+++ 元の文章
ソルフェージュ(PC)
 
 まあ、わかる人はタイトルからすぐに、音楽がらみのシナリオなりゲームなんだろう、と推測するでしょう……確かに、音楽がらみの内容であり、ゲームでもあるんですけど、なんと言えばいいのか。(笑)
 まあ、シナリオそのモノはフォルテーヌと呼ばれる魔導奏器(選ばれたモノにしか弾けないと言われ……実際、ほとんどの人間はキーを押しても音が鳴らない)を題材に、少女達の淡い友情だったり、恋心だったりを描き出す、百合シナリオです。
 百合シナリオと言ってもピンからキリまでありますが、まあこのゲームの場合はごくライトなレベルで、手を取り合って見つめ合う……感じの。
 
 物語は主人公宮藤かぐら(初等部5年生)が、父親に連れられていったパーティー会場で流れるフォルテーヌの音にひかれ、そして演奏している美しい少女……再従姉妹である高屋すくね(中等部1年)と出会うところから始まります。
 
『フォルテーヌは、心を映す鏡なの』
 
 奏者の心のありようがそのまま音になって現れる……そう語るすくねの音はとても綺麗で、かぐらはすくねの音に憧れ……それは同時にすくね本人への憧れにつながり。
 その時、かぐらの指先が……フォルテーヌの音を紡いだ。
 それは、すくねの音とは違う、かぐらの心を映す……暖かく、素直な音。
 あまりに素直すぎる、憧れをも全て映したその音は……すくねに、妹を思うような感情を芽生えさせ……以下略。
 それから2年、休日毎にかぐらはすくねの屋敷へ行きフォルテーヌの演奏を教わりながら、満たされた時を過ごす。
 そして、かぐらが中等部にあがり……すくねと同じ学舎へ。
 2年という時の流れはすくねに対するかぐらの憧れを強めこそすれ、揺らぐこともなく……しかし、すくねの中では…。
 
「かーぐーらっ」
「わ、わっ…ちほちゃんっ!?」
 
 かぐらの幼なじみである幸村ちほが、かぐらに抱きついたりして仲良くしている光景を、校舎の窓ガラスから強ばった表情で眺めていたりすることから想像していただきたい。(笑)
 ま、何はともあれ色々あって。
 
「本当に…わたくしでいいのね?」
「……すくねさまが、いいんです」
「かぐら…後悔しない?」
++++++
+++ 渡された資料
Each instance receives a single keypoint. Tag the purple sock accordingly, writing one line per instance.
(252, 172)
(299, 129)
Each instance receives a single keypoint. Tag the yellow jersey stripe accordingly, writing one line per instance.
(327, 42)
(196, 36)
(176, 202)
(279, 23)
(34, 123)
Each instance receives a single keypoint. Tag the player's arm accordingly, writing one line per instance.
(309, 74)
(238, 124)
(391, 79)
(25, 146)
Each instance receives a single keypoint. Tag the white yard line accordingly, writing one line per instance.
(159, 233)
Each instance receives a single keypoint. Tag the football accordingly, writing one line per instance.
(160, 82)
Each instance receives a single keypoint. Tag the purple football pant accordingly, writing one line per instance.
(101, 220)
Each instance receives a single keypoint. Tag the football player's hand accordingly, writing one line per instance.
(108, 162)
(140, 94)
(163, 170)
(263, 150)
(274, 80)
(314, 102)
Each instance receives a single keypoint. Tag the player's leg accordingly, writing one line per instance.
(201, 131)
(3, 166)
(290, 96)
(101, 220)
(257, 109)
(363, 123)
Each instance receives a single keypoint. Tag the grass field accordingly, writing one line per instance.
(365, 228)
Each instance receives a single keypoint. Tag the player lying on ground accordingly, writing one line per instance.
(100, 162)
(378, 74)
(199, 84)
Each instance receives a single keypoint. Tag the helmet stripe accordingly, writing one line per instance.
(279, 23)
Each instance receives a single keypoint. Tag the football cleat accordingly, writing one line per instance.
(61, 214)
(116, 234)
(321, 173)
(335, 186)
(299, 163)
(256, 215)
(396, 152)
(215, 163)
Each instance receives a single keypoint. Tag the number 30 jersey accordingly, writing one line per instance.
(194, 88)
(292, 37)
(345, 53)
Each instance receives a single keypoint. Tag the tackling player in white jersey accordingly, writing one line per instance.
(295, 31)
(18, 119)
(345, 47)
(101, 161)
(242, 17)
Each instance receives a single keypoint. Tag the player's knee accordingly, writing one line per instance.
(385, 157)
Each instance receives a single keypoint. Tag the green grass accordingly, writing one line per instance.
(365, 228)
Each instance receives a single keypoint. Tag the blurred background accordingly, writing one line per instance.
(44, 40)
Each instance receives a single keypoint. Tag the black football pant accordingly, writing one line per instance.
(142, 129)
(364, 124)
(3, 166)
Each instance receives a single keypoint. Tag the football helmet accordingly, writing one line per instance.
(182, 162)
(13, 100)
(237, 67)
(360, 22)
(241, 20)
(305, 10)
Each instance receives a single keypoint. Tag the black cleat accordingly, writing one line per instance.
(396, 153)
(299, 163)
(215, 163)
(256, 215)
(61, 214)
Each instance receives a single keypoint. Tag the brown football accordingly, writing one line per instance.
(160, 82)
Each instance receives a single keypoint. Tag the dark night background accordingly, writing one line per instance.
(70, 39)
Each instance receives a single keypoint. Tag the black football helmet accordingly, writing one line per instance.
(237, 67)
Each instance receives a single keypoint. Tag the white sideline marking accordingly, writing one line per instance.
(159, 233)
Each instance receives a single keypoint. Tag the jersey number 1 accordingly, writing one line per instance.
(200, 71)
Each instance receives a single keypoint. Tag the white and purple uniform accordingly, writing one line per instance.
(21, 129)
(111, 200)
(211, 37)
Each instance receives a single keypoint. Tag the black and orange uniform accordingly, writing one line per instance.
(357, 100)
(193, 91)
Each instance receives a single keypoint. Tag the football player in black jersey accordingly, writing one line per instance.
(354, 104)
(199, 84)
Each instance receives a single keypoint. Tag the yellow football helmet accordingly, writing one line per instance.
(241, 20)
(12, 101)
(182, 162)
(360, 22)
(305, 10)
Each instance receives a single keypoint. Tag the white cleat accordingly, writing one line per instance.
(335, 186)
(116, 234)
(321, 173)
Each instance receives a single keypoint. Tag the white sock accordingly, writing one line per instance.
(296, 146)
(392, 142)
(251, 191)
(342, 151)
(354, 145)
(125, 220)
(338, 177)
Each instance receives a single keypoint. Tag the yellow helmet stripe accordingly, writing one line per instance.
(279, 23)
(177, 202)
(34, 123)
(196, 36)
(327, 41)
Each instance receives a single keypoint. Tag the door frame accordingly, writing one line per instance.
++++++
#### やること
a. 「ソルフェージュ」の紹介文を読んで、次の問いに答えてください。
(i) 物語が始まるとき、かぐらは何年生ですか。
(ii) すくねは、フォルテーヌのことを何だと言っていますか。
(iii) かぐらの幼なじみの名前は何ですか。
b. 「ソルフェージュ」の紹介文の続きを、最後の一文のあとから書き足してください。

#### 答え一覧
a.
(i) 初等部5年生
(ii) 心を映す鏡
(iii) 幸村ちほ

b.
「大切な人と…大好きな人と一緒にいられるのに、どうして後悔なんかするんですか?……もしかして…わたしではダメ…ですか?」
「そう……かぐら、わたくしの全てを受け止めなさい…」
 
 などと、黄金色に輝く夕日に包まれ2人はキスをするのでした……。
 
 までが、プロローグ。(笑)
 
 ええっ、まだ続くんですかっ!?
 などとびっくりしてしまうぐらい、完結した話の流れだったんですが……この直後、かぐらは父親の仕事の都合で海外にお引っ越し。
 すくねに会いたい……と、父親を相手にあらゆる手段を用いて、かつて通っていた学校の高等部に入学。
 と、そこから本編が始まります。
 正直、オープニングのテキストは苦痛でしたが、本編になると大分マシになります……慣れただけかも。(笑)
 
 いや、本編も何も……すくねまっしぐらとちゃいますの?
 
 などとツッコミたいのはやまやまですが、どうやらすくねはかぐらのことを良く覚えていない様子。
 一体すくね様に何があったの……という流れで、すくねはもちろん、オープニングで出てきたちほ、そしてもうひとり、黒髪眼鏡娘の天野まりの3人の誰かを相手にしたエンディングを目指すわけです。
 ちなみに、本編はフーガ(遁走曲…先行する主題に対して、後続が対偶主題を提示し、展開させていく楽曲のこと)、すくねシナリオはノクターン(夜想曲)、ちほシナリオはラプソディ(狂詩曲)、まりシナリオはロンド(輪舞曲)と名付けられ、それぞれの名を意識したシナリオの展開がみられるのは、ちょいとおしゃれですね。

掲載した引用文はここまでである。